DATA PROVIDED:
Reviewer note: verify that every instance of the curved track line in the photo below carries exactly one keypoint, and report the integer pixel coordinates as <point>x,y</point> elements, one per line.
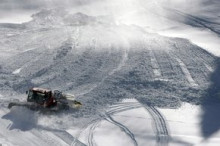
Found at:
<point>186,73</point>
<point>155,65</point>
<point>159,122</point>
<point>91,132</point>
<point>123,128</point>
<point>160,125</point>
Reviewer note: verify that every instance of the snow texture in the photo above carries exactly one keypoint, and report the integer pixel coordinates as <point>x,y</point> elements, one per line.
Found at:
<point>147,73</point>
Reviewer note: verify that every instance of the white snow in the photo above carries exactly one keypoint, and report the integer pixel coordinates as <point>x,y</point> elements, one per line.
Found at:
<point>187,73</point>
<point>17,71</point>
<point>123,60</point>
<point>184,125</point>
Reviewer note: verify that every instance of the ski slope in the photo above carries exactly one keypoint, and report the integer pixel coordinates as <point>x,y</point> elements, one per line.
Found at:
<point>146,74</point>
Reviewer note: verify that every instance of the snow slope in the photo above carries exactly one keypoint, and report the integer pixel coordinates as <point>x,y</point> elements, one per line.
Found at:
<point>138,85</point>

DIRECTIONS FOR THIS TASK: Check each line of the records for the string "carries" and state how many lines contain it. Give only the number.

TASK RESULT: 5